TASK PROMPT:
Return exactly those lines of the material below that fall between the line holding "woman with sunglasses" and the line holding "# test: identify one keypoint per instance of the green lawn", inclusive.

---------- MATERIALS PROVIDED

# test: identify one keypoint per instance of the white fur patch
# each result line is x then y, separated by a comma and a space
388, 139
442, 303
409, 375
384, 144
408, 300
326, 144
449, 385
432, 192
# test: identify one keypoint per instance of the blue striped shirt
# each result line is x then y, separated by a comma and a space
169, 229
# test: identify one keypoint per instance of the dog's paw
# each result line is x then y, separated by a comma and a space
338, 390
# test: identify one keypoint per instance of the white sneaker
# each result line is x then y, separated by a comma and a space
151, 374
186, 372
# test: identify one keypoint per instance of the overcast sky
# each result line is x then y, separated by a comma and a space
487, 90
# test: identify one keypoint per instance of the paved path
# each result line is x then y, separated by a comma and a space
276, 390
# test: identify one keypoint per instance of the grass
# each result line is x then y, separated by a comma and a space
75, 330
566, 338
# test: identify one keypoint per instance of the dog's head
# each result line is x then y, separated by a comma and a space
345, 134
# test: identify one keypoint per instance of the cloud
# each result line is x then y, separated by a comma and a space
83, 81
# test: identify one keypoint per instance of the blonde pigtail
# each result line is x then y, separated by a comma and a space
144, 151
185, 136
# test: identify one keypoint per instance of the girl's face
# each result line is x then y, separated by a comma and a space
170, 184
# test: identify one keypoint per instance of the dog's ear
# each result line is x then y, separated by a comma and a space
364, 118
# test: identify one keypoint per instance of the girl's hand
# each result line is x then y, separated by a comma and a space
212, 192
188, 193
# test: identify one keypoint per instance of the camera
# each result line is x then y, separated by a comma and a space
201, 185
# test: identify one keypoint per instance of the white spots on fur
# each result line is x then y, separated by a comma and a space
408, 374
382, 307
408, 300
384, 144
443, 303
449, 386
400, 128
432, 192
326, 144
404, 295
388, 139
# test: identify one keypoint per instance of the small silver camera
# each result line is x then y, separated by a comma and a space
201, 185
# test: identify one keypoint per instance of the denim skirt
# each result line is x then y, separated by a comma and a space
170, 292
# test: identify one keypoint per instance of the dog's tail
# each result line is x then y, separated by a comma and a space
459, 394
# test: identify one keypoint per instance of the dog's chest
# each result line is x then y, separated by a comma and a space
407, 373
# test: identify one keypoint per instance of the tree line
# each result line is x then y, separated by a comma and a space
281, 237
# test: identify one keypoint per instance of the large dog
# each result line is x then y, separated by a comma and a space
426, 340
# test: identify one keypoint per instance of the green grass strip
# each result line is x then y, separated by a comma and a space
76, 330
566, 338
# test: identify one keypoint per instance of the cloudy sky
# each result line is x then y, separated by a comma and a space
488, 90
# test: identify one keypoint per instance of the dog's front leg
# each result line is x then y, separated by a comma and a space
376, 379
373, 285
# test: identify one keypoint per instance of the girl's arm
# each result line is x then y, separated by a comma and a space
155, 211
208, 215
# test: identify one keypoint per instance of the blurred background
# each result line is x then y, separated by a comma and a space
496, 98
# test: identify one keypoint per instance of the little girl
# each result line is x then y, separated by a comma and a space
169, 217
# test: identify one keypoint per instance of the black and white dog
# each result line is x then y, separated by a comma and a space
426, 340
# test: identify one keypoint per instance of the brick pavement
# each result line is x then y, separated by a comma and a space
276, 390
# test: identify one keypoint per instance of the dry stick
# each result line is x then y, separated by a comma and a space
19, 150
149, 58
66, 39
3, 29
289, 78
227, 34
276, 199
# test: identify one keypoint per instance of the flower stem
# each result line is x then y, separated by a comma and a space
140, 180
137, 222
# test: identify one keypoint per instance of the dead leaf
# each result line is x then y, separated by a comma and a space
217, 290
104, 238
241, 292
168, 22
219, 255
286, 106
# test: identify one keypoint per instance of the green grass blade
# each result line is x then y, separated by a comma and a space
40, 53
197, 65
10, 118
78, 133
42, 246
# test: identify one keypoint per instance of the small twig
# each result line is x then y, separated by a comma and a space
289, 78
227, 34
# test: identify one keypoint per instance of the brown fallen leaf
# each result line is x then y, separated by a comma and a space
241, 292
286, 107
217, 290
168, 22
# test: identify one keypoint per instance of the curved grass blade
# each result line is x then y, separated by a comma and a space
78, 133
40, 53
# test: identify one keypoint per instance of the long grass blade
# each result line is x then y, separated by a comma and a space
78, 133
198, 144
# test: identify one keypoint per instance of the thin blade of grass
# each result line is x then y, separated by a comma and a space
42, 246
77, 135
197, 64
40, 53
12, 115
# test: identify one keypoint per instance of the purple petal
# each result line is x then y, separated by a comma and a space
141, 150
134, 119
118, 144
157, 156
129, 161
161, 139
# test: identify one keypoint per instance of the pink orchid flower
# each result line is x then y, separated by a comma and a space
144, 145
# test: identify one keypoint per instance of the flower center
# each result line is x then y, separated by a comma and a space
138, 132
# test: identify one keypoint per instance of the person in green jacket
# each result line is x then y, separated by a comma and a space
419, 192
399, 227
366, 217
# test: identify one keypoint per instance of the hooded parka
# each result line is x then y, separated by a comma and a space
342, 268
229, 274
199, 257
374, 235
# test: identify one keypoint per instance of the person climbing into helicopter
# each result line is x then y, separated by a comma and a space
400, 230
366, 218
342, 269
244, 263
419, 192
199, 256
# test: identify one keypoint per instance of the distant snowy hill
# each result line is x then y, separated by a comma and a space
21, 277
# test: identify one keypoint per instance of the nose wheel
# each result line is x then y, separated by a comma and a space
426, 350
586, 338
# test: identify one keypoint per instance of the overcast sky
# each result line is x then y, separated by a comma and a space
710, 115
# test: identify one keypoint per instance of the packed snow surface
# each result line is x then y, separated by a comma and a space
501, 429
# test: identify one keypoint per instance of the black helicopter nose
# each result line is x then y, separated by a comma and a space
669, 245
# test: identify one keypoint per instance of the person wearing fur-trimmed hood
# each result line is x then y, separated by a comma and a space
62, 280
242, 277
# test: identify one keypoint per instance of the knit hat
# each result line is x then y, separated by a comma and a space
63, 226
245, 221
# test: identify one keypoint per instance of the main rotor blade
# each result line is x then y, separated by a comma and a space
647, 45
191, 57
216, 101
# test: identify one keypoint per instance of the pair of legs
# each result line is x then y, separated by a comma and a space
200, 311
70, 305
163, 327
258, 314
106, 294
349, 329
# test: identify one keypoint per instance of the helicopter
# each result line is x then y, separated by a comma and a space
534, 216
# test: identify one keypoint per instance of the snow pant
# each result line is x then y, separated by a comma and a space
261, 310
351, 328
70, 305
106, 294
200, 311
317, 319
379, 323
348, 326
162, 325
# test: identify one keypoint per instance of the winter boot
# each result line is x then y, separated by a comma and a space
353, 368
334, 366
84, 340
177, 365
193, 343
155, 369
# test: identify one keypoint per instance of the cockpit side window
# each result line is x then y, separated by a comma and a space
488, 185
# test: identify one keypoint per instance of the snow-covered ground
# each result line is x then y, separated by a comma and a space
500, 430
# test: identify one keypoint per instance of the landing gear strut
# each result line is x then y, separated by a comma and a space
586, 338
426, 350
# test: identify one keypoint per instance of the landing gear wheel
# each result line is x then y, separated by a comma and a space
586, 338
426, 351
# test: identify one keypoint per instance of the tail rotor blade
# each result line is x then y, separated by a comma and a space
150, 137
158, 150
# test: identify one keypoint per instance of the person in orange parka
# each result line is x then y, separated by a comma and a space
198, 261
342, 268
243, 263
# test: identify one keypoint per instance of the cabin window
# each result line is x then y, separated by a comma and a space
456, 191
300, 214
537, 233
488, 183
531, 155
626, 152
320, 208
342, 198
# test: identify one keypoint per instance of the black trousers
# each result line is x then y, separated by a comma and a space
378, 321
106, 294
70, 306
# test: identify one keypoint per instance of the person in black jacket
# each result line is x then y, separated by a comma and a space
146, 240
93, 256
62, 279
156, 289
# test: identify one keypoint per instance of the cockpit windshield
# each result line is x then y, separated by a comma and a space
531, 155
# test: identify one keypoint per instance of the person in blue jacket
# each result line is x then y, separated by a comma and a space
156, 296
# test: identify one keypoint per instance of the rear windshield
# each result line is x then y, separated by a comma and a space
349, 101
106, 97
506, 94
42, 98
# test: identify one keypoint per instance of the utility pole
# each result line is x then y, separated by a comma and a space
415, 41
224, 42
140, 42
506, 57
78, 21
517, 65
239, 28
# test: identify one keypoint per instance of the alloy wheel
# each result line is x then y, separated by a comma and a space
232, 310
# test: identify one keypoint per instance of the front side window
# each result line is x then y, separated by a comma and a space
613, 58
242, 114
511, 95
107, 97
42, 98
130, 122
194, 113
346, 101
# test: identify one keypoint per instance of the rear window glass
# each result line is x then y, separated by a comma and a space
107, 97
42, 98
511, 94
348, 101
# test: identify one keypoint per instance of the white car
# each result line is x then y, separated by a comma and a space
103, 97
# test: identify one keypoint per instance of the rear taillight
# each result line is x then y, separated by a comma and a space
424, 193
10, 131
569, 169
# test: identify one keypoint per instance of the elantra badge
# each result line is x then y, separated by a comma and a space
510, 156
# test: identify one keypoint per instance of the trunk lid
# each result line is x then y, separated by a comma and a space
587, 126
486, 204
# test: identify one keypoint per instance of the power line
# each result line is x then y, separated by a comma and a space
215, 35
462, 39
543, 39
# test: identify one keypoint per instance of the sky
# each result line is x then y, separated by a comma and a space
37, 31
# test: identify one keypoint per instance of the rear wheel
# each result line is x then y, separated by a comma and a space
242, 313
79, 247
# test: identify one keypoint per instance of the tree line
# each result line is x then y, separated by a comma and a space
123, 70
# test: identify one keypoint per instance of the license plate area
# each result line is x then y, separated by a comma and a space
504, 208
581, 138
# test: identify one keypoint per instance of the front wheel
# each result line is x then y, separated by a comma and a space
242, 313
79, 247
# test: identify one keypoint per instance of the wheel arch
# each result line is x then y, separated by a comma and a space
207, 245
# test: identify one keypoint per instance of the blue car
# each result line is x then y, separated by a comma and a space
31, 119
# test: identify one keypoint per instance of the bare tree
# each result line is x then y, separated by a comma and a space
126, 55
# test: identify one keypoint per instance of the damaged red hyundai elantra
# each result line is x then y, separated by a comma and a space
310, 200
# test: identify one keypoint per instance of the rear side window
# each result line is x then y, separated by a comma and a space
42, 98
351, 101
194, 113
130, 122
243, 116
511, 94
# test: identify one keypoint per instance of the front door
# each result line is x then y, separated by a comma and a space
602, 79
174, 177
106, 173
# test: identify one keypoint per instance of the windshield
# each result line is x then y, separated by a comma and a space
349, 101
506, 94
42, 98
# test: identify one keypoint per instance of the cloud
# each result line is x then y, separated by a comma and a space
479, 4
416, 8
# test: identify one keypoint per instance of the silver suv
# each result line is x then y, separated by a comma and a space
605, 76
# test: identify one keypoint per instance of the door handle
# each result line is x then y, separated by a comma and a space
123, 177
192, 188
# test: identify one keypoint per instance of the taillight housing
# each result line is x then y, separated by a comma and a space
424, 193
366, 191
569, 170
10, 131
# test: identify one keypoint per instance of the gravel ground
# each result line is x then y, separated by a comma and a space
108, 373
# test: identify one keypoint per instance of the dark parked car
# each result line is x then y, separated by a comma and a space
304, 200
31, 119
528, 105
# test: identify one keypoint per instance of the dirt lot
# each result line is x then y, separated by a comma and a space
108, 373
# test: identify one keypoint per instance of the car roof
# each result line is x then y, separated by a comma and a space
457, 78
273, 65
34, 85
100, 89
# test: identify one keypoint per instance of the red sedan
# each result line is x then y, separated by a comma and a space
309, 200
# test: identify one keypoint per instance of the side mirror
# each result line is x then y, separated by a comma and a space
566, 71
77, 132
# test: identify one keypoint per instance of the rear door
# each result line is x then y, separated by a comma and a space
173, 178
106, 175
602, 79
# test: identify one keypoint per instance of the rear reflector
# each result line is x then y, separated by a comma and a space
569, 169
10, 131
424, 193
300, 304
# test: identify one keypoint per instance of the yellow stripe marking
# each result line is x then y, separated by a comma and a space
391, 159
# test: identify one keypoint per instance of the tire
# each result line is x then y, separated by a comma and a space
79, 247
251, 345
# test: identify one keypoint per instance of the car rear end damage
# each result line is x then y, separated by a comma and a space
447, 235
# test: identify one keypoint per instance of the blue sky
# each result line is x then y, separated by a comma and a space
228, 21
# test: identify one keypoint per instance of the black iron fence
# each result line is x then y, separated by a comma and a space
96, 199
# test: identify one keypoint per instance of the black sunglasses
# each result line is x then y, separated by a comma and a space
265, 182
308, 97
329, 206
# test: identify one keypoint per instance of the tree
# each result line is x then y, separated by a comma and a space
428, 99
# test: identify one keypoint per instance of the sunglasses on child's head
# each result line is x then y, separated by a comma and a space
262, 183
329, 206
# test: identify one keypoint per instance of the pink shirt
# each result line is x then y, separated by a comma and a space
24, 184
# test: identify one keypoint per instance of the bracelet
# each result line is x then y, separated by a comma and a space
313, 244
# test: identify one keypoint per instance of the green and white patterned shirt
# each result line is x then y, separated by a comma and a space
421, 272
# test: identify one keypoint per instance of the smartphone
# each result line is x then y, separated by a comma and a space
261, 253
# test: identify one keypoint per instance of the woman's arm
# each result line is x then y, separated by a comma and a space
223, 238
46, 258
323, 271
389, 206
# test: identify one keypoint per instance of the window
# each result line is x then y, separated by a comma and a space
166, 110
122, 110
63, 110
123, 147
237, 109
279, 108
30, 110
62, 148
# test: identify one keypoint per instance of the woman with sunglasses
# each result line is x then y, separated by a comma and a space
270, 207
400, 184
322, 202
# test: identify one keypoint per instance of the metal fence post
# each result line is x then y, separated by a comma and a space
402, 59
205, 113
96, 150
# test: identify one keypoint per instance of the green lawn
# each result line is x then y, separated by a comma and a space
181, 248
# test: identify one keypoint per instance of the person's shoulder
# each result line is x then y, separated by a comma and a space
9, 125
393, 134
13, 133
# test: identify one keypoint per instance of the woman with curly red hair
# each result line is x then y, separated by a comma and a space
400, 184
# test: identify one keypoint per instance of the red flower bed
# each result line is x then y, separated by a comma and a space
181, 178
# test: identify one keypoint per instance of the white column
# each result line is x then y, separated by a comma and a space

--------------------

TASK RESULT:
# test: identify one keypoint per instance of the woman with sunglasses
# each result line is x then y, separated by a comma and a space
270, 207
400, 184
322, 202
# test: identify one keypoint per instance of the metal fence post
# each result line is x then y, separated by a comma and a space
402, 59
205, 113
96, 150
# test: identify one keypoint per instance of the green lawn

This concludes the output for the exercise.